The records should be written out in full, with nothing altered.

[START OF The input]

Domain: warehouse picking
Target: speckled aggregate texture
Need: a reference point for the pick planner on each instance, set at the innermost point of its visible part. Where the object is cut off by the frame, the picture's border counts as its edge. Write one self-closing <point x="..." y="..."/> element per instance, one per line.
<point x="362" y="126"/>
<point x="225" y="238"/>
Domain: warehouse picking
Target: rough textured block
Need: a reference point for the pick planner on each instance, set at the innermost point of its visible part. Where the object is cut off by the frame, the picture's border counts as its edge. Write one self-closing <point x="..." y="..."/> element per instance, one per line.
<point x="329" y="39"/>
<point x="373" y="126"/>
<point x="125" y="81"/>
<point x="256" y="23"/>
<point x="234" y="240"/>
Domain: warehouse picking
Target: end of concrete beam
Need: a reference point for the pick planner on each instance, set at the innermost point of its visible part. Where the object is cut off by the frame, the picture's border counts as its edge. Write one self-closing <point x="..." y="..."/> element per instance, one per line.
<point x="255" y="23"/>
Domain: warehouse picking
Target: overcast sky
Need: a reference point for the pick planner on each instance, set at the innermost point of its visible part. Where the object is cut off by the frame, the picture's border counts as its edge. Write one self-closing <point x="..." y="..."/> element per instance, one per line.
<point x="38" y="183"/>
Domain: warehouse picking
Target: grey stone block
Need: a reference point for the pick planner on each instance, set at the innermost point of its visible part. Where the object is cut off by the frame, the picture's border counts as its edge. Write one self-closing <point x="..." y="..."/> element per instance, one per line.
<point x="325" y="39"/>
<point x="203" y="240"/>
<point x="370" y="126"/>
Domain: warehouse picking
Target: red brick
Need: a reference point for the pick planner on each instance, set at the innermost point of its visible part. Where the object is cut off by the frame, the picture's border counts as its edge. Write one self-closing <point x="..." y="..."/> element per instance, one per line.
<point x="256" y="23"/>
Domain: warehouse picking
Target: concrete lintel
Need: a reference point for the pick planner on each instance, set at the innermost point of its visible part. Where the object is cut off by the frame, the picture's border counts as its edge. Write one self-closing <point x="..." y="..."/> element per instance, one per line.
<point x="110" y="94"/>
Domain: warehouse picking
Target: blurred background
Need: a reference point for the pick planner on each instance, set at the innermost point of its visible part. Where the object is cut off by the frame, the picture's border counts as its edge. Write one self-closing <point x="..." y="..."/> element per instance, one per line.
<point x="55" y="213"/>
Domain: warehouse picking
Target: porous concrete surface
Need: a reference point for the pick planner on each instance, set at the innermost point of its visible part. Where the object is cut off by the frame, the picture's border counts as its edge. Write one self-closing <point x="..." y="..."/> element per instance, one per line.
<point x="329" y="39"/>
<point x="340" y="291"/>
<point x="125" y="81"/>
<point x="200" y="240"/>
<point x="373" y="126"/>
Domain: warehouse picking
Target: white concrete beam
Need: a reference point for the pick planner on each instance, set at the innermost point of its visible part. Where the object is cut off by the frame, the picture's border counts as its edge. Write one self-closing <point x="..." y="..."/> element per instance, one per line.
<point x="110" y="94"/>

[END OF The input]

▸ **Exercise result**
Domain: warehouse picking
Target: speckled aggregate texture
Need: a reference point for the pick planner on each instance, set at the innermost point of its visible part. Where the object is cut off by the frame, the picture's border counts as its edge. Write one self-closing <point x="..." y="..."/> element per instance, one per line.
<point x="362" y="126"/>
<point x="225" y="238"/>
Domain: warehouse picking
Target: rough textured block
Need: a reference point for the pick planner on each instance, set at the innermost point of its visible part. Where the object is cut off by the frame, the picture's border counts as its edge. Write one self-closing <point x="..." y="..."/> element per instance, one per line.
<point x="329" y="39"/>
<point x="373" y="126"/>
<point x="125" y="81"/>
<point x="256" y="23"/>
<point x="234" y="240"/>
Domain: warehouse picking
Target: end of concrete beam
Need: a reference point for the pick planner on each instance, set at the innermost point of its visible part. Where the object is cut off by the frame, the picture's border counts as its edge. Write one self-closing <point x="..." y="..."/> element per instance, one per line.
<point x="255" y="23"/>
Domain: warehouse picking
Target: overcast sky
Need: a reference point for the pick planner on each instance, set at the innermost point of its visible part. Where the object is cut off by the frame, the picture's border counts as its edge. Write one self-closing <point x="..." y="..."/> element per instance, one per line.
<point x="38" y="183"/>
Domain: warehouse picking
Target: grey stone block
Need: a reference point for the pick planner on each instance, set at the innermost point of its visible part. Where the object is cut off by the frame, the picture's border counts as its edge. Write one self-closing <point x="..." y="..."/> element per instance, one per line.
<point x="325" y="39"/>
<point x="203" y="240"/>
<point x="370" y="126"/>
Domain: warehouse picking
Target: red brick
Need: a reference point for the pick planner on each instance, set at the innermost point of its visible part. Where the object is cut off by the frame, the picture's border counts as its edge. Write one self-closing <point x="..." y="..."/> element per instance, one per line.
<point x="256" y="23"/>
Domain: warehouse picking
Target: concrete lintel
Need: a reference point for the pick planner on each instance, set at the innermost point of its visible part. Where the object is cut off by the frame, the picture's border counts as its edge. Write one self-closing <point x="..." y="..."/> element per instance, one per line.
<point x="110" y="94"/>
Domain: warehouse picking
Target: blurred background
Need: a reference point for the pick planner on each instance, set at the innermost point of its visible part. Where the object is cut off by the frame, the picture's border counts as its edge. Write one self-closing <point x="..." y="..."/> element per instance, one per line.
<point x="55" y="213"/>
Domain: warehouse picking
Target: porous concrete surface
Need: a reference point for the pick planner on each instance, set at the innermost point of its visible part. Where the object is cut off by the frame, the picture's border counts as its edge. Write one self-closing <point x="..." y="..."/> element per instance, one per line.
<point x="329" y="39"/>
<point x="340" y="291"/>
<point x="125" y="81"/>
<point x="200" y="240"/>
<point x="373" y="126"/>
Domain: warehouse picking
Target: white concrete beam
Need: a reference point for the pick planner on each instance, set at the innermost point of its visible part. Where the object is cut off by the frame, the picture's border counts as its edge. Write one self-closing <point x="..." y="..."/> element per instance, one per line.
<point x="110" y="94"/>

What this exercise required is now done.